**INSTRUCTIONS FOR THE TASK**: Reproduce the records below word for word, from their first line through the line that contains "point(661, 455)", and leave the pictures out of your copy.

**SOURCE RECORDS**:

# # # # # # #

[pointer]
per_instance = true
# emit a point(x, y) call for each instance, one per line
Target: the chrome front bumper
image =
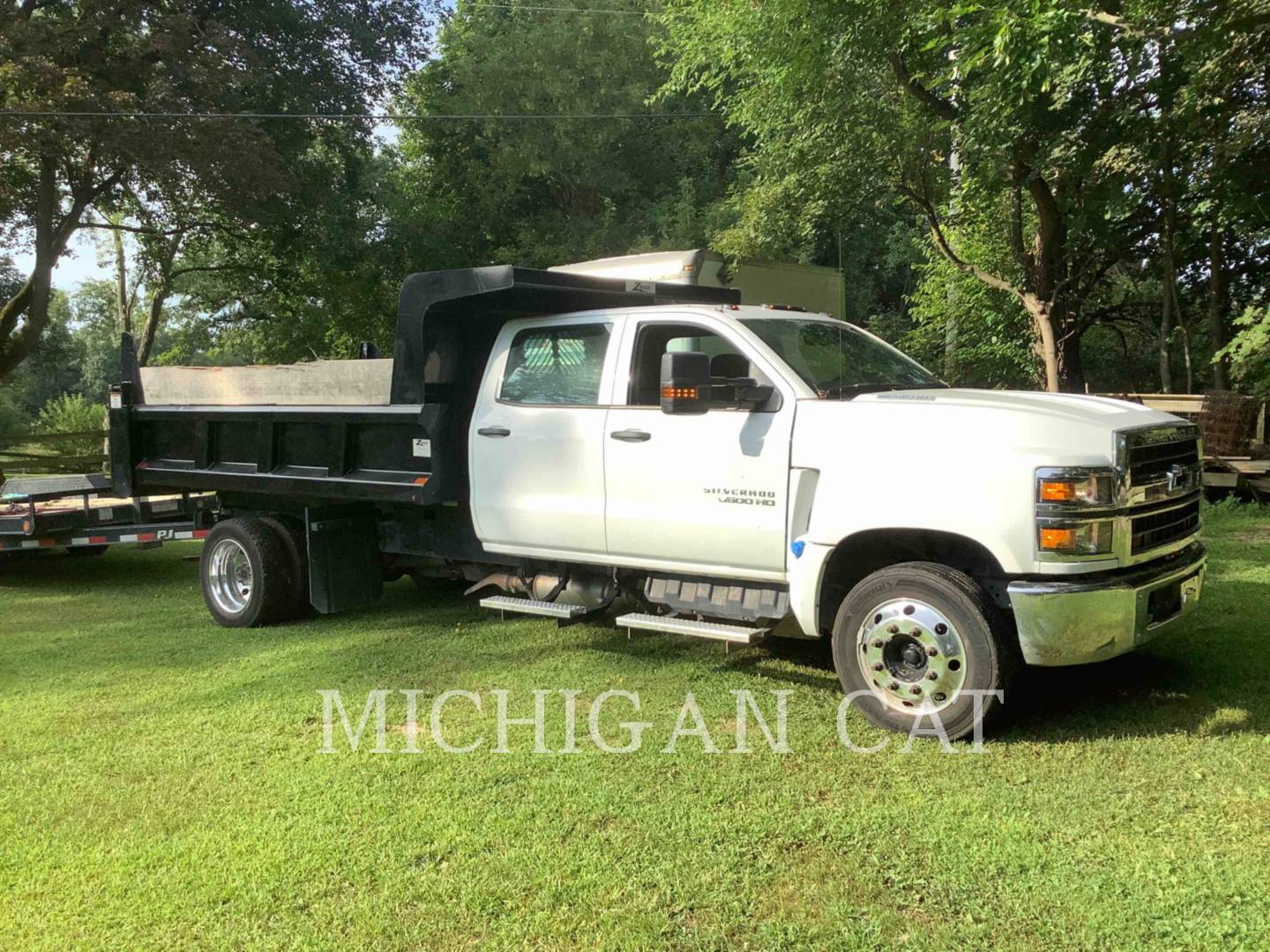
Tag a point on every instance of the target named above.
point(1080, 621)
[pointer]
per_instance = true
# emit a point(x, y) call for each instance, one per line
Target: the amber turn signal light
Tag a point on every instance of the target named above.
point(1057, 539)
point(1057, 492)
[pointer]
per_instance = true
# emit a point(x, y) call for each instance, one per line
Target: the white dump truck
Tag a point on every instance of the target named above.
point(661, 455)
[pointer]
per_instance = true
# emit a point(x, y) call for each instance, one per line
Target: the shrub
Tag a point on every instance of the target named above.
point(71, 413)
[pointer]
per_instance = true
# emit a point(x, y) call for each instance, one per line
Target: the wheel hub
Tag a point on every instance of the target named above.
point(228, 576)
point(912, 655)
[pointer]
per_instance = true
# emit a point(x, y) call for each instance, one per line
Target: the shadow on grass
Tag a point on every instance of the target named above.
point(1208, 675)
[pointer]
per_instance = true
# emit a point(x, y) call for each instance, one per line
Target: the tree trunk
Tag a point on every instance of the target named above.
point(1218, 300)
point(121, 283)
point(32, 299)
point(153, 316)
point(1057, 346)
point(1191, 371)
point(1166, 331)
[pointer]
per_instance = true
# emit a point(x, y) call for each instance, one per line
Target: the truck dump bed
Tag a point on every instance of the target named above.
point(262, 430)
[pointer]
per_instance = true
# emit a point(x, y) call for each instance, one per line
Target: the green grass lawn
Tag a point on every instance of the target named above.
point(161, 784)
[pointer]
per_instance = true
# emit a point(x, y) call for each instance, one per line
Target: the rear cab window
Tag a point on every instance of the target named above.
point(557, 365)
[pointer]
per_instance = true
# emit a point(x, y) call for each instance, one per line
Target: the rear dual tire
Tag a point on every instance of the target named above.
point(253, 573)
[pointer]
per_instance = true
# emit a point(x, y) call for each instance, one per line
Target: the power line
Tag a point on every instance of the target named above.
point(343, 117)
point(563, 9)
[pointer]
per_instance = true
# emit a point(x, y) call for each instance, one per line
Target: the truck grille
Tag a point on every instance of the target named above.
point(1151, 461)
point(1161, 528)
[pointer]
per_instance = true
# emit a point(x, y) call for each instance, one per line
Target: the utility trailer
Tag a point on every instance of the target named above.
point(79, 513)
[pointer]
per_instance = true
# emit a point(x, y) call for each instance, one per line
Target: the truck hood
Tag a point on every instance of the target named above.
point(1068, 407)
point(957, 461)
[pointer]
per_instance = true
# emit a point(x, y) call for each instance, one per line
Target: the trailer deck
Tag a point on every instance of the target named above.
point(80, 512)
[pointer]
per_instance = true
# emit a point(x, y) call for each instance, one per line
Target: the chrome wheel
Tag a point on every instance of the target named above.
point(228, 576)
point(912, 655)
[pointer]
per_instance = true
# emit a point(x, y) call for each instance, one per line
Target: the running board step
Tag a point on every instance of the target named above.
point(732, 634)
point(528, 606)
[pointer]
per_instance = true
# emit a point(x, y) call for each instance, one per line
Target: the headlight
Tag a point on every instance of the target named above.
point(1074, 539)
point(1074, 487)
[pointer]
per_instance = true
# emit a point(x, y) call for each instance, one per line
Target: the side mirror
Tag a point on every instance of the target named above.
point(746, 391)
point(684, 383)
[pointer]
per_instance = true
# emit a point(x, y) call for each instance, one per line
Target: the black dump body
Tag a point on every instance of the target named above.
point(300, 456)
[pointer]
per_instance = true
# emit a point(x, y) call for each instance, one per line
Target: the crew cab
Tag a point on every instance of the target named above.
point(571, 444)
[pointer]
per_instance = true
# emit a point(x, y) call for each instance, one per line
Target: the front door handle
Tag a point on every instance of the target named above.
point(631, 435)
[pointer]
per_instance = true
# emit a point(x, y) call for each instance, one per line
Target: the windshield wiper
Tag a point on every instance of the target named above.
point(845, 391)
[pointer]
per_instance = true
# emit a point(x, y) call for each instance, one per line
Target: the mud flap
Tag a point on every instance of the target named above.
point(343, 560)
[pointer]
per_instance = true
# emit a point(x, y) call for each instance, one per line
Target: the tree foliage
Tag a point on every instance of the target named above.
point(1077, 133)
point(542, 192)
point(89, 56)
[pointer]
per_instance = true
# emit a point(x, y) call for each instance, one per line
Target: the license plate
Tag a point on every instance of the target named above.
point(1191, 589)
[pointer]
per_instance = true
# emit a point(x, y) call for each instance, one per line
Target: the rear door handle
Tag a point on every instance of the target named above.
point(631, 435)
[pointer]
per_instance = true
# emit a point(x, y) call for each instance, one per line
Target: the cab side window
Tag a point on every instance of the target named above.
point(560, 366)
point(657, 339)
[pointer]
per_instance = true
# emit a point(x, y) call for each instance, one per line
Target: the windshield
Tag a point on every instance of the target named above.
point(839, 361)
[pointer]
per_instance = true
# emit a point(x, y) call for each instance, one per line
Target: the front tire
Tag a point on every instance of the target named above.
point(247, 574)
point(921, 637)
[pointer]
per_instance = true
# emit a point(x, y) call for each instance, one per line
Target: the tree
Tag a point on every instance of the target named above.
point(326, 56)
point(542, 192)
point(978, 112)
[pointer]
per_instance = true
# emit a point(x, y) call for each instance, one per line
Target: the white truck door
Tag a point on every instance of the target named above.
point(703, 493)
point(537, 438)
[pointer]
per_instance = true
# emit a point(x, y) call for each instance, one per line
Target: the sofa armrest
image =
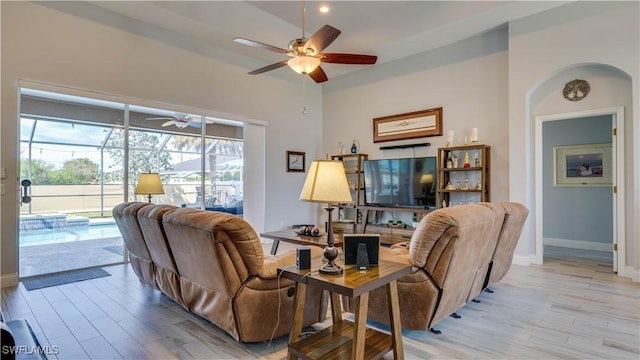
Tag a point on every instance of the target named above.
point(286, 258)
point(396, 254)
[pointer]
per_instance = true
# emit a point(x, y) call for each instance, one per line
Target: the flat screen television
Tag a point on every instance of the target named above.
point(407, 182)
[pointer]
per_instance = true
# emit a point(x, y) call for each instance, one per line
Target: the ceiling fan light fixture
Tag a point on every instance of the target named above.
point(303, 64)
point(181, 124)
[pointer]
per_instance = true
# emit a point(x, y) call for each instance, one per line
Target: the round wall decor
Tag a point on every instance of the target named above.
point(576, 90)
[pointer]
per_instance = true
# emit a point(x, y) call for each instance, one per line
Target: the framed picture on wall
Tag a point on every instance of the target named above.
point(582, 165)
point(295, 161)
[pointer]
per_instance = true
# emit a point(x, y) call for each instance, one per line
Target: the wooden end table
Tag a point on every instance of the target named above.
point(343, 339)
point(290, 236)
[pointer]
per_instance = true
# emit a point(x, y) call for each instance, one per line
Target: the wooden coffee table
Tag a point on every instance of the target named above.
point(290, 236)
point(344, 339)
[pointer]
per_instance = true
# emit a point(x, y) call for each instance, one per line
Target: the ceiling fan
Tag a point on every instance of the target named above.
point(306, 54)
point(181, 121)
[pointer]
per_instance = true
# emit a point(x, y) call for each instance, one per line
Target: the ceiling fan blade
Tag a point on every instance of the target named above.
point(318, 75)
point(269, 67)
point(321, 39)
point(199, 120)
point(348, 59)
point(260, 45)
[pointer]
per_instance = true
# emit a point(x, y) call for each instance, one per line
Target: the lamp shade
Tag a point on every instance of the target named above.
point(149, 184)
point(326, 183)
point(303, 64)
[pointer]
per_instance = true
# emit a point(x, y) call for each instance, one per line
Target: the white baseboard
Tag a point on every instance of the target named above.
point(524, 260)
point(10, 280)
point(578, 244)
point(630, 272)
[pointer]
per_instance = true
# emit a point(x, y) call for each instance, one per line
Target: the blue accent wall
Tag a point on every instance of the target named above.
point(576, 213)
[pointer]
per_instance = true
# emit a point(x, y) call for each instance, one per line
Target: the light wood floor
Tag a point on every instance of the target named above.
point(572, 307)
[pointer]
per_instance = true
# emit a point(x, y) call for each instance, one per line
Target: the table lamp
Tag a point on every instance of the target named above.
point(326, 182)
point(149, 184)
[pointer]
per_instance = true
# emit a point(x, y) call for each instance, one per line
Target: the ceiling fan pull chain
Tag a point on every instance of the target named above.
point(303, 11)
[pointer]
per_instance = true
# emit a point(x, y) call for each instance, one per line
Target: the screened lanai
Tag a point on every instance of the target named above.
point(83, 156)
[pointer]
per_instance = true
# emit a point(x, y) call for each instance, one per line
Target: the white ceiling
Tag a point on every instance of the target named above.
point(388, 29)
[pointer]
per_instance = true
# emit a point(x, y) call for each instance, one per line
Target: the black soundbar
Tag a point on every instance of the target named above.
point(407, 146)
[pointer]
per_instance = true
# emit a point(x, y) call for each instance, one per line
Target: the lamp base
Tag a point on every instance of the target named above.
point(330, 269)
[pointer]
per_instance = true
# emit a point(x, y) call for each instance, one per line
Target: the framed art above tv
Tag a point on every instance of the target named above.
point(411, 125)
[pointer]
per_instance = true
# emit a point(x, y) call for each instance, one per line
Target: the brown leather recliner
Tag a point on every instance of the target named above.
point(226, 278)
point(444, 252)
point(485, 253)
point(515, 215)
point(125, 215)
point(166, 276)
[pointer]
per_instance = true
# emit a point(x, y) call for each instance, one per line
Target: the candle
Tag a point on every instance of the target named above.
point(474, 134)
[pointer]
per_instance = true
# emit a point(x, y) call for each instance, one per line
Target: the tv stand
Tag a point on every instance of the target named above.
point(389, 234)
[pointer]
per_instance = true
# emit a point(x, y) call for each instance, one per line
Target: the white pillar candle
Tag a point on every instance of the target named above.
point(474, 134)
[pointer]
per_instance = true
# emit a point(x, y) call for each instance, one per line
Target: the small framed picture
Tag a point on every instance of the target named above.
point(582, 165)
point(295, 161)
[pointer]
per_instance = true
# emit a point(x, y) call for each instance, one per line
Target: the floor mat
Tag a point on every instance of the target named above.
point(64, 278)
point(116, 249)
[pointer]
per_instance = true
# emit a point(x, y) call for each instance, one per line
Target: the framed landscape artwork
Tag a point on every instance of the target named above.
point(582, 165)
point(411, 125)
point(295, 161)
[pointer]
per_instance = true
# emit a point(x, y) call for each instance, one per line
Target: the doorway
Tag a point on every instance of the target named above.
point(613, 202)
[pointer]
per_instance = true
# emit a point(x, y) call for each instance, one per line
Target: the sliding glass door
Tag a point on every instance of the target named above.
point(80, 157)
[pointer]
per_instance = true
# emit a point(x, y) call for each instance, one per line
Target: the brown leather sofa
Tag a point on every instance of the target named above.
point(213, 264)
point(451, 252)
point(515, 215)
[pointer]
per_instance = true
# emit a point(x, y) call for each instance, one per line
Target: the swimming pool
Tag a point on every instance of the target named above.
point(53, 236)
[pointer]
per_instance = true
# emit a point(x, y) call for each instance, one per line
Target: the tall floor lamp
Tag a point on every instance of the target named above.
point(149, 184)
point(327, 183)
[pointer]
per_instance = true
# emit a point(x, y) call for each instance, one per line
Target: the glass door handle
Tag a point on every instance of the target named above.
point(26, 183)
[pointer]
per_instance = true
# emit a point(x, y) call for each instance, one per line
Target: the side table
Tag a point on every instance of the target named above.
point(343, 339)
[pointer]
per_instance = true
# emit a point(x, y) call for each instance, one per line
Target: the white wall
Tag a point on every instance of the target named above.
point(46, 45)
point(543, 46)
point(467, 79)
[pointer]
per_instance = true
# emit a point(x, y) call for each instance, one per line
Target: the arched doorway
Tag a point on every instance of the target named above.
point(547, 99)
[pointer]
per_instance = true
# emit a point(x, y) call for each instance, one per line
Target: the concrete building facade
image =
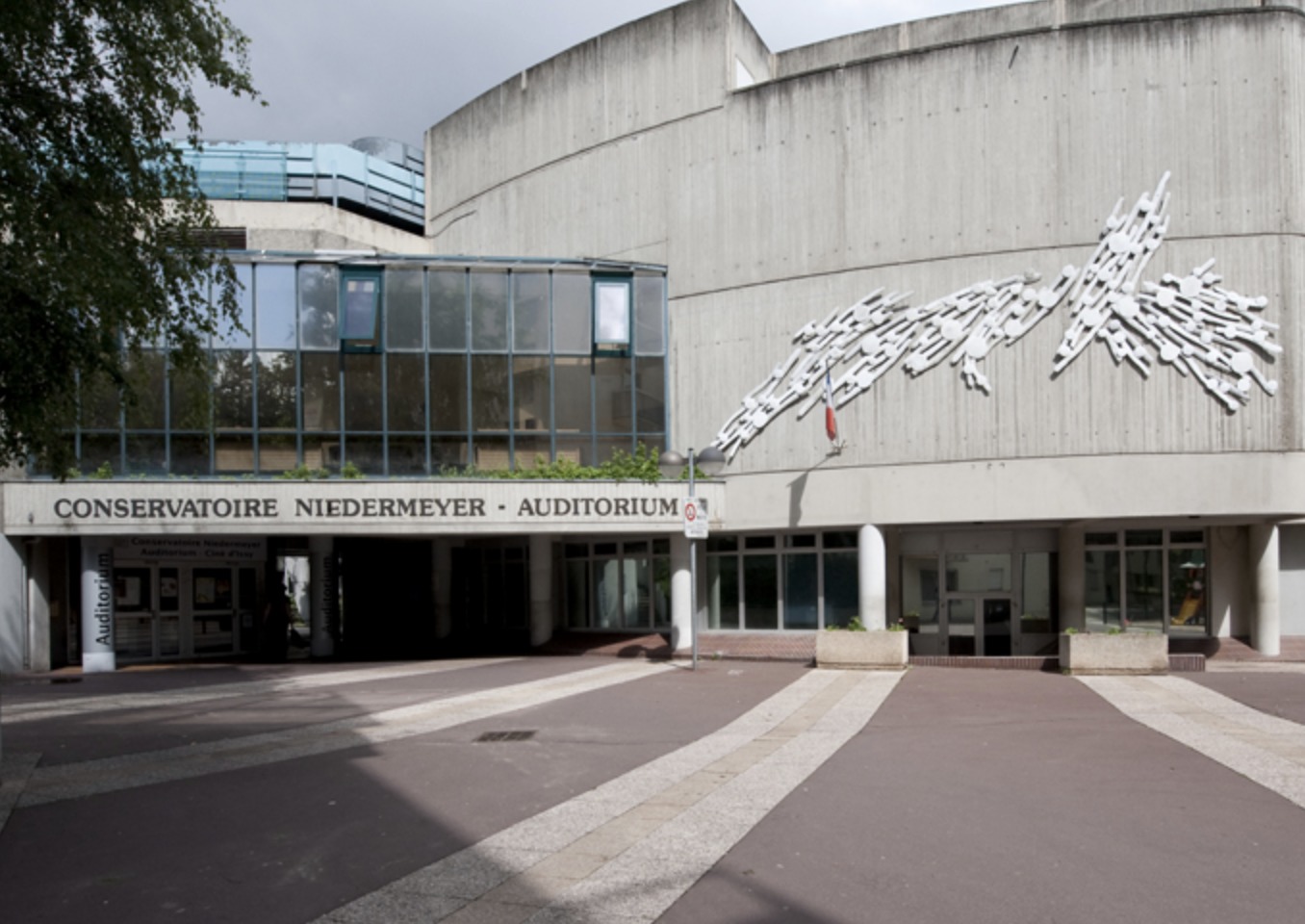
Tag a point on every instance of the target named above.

# # # # # # #

**FINAL ANSWER**:
[pointer]
per_instance = true
# emit a point(x, y) call for each instance, one per line
Target: the chrome front bumper
image =
Tag a point on every instance of the target named above.
point(1080, 621)
[pointer]
per_instance = true
# emit a point(x, y) call for each instance, one per line
Target: the amber turn signal light
Tag a point on every instance of the target named above.
point(1057, 539)
point(1057, 492)
[pointer]
per_instance = true
# emit a point(x, y) call for each instance, one per line
Target: the white dump truck
Tag a point on every instance of the target named above.
point(661, 455)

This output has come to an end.